Only the pictures are to be left out; write out the rest of the data exactly.

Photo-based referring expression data

-------

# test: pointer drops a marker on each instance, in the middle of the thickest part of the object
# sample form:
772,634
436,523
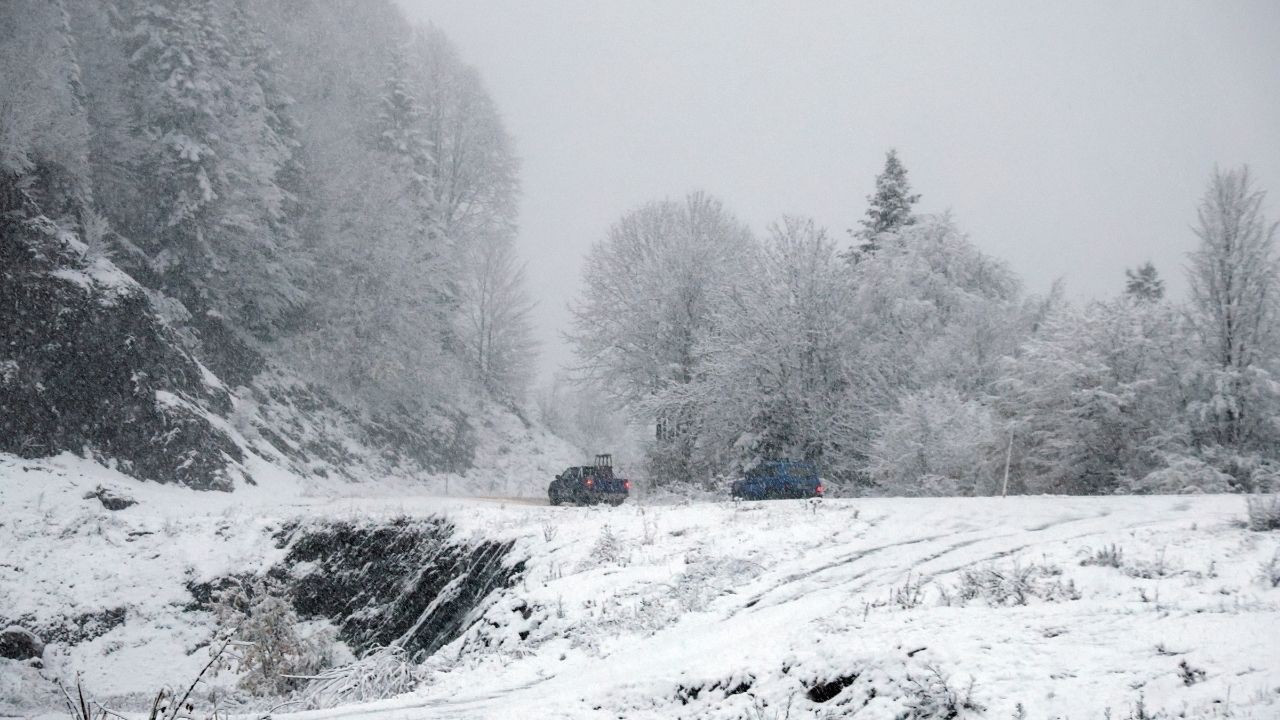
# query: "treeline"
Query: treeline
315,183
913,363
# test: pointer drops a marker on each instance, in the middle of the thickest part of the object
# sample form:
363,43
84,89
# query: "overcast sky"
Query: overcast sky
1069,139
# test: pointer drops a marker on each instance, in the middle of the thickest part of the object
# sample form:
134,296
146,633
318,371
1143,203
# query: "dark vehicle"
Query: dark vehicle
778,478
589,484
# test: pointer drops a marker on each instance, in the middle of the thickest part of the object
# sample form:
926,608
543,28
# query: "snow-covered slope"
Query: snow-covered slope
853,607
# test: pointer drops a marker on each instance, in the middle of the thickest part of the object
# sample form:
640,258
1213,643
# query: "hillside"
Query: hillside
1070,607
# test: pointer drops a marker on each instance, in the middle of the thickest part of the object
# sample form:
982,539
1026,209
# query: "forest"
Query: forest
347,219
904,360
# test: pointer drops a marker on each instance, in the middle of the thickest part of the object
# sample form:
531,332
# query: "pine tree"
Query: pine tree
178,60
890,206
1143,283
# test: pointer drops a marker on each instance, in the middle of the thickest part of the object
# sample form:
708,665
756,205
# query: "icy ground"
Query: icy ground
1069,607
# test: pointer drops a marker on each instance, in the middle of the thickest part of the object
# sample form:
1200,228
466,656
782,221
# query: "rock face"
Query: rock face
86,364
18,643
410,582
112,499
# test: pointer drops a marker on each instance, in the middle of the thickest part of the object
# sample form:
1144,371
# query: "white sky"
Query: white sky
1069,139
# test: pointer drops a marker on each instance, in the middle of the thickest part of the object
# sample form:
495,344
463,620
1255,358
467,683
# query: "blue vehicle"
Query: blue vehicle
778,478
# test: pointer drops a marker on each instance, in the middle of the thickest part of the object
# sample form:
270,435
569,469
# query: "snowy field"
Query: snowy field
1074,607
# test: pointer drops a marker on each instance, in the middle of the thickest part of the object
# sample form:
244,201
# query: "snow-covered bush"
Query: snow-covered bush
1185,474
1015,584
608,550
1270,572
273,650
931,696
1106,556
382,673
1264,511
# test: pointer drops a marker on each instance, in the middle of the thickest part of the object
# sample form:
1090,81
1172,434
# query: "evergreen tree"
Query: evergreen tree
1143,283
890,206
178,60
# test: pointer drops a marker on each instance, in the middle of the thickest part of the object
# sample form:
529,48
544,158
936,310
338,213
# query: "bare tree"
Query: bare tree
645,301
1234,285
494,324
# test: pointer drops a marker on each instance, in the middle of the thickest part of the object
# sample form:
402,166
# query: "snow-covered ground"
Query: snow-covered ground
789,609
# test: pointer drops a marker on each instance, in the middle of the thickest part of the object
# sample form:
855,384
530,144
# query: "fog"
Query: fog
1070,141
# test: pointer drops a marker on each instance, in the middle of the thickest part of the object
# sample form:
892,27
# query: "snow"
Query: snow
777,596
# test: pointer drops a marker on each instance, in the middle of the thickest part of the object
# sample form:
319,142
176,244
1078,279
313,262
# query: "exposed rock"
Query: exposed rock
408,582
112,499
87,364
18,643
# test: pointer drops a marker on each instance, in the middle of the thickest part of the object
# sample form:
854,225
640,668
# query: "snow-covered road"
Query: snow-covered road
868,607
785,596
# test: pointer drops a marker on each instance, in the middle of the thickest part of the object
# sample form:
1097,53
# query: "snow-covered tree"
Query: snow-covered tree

-------

> SOLUTION FOR THIS PROBLEM
# test: pointer drops a marker on each instance, in the middle of the thickest part of the object
# sample form:
772,634
436,523
# query: "treeline"
Query: treeline
315,183
913,363
# test: pointer drops a marker on each instance, in the middle of the thickest part of the object
# sample form:
363,43
84,89
# query: "overcast sky"
Query: overcast sky
1069,139
# test: pointer drops a marker on each instance, in the middle of the thickest part of the object
# sample form:
134,296
146,633
318,371
1143,203
# query: "dark vehicle"
Query: dark vehicle
778,478
589,484
# test: pointer drops a marker on each instance, in the middle of the thickest part of the object
# sample form:
926,608
543,28
# query: "snow-covered slope"
Query: snow-covered slope
853,607
# test: pointer drops a marker on each instance, in the middle of the thickest part of the object
# sample form:
640,258
1213,643
# query: "hillside"
Query: hillside
1070,607
# test: pointer drops a marker on each instance, in the middle of the thickest part of the object
# sample form:
982,539
1026,209
# query: "forest"
Query: forest
347,219
904,360
# test: pointer drops a marker on each instance, in the middle of the thickest part of the object
# sample form:
531,332
# query: "pine tree"
Query: pine tree
178,60
890,206
1143,283
# test: pointer drops a marker on each instance, in the middle of the thickest part of the object
# sample form:
708,665
756,205
# query: "icy ground"
Query: icy ground
1069,607
# test: pointer drops a marker on each instance, in the middle of the thickest part of the object
# sample form:
1200,228
466,656
782,221
# query: "rock face"
Query: rock face
86,364
18,643
410,582
112,499
# test: pointer drops a marker on each instance, in the middle of the thickest part of the object
# sample form:
1144,371
# query: "white sky"
Query: white sky
1069,139
# test: pointer drops a marker on each instance, in the middle of the thickest part of the object
# sample form:
495,344
463,620
1255,358
467,683
# query: "blue vehicle"
Query: blue vehicle
778,478
# test: pointer drops a marker on each instance, in the middle of the thickest part of the object
# sample form:
270,435
569,469
# query: "snowy field"
Query: snowy field
1074,607
# test: pointer drops a marker on each instance, in the middle of the thickest part of the object
# sample form:
244,201
# query: "snow-covered bush"
Query: snow-covered bush
1185,474
1015,584
608,550
1270,572
273,650
931,696
1106,556
382,673
1264,511
# test: pointer drops a marker on each instance, in the middle of the thickest part of the object
# sample form:
1090,81
1172,434
# query: "evergreen tree"
Query: evergreen tree
1143,283
890,206
178,60
# test: pointer drops a marker on each instance, in the middle of the thickest part of the object
# sample form:
529,48
544,158
936,310
338,213
# query: "bare tree"
Query: bare tree
645,301
1234,285
494,324
# test: pointer drops a marker on each instance, in the middle of the thickest part of the object
# sample form:
402,166
# query: "snow-covered ground"
Query: snow-covered ground
789,609
# test: pointer drops a marker on each instance, in the middle of the thickest part of the object
# sample form:
855,384
530,144
# query: "fog"
Query: fog
1070,141
# test: pointer drops a marker on each instance, in the middle of the thickest part of the object
# sample form:
892,27
# query: "snow"
Query: snow
777,596
# test: pointer drops a marker on each instance, in the middle of the thickest part of the object
# sample form:
319,142
176,244
1078,279
313,262
# query: "exposed rock"
Query: exposed rock
408,582
112,499
87,364
18,643
# test: pointer drops a marker on each instance, in the middle of the thickest part of the object
# sample form:
854,225
640,668
# query: "snow-covered road"
Query: snow-covered road
868,607
785,596
# test: pointer drops a marker on each instance, in the middle of the thickest part of the object
# sample form:
1097,53
# query: "snow-covered tree"
Query: snow-covered tree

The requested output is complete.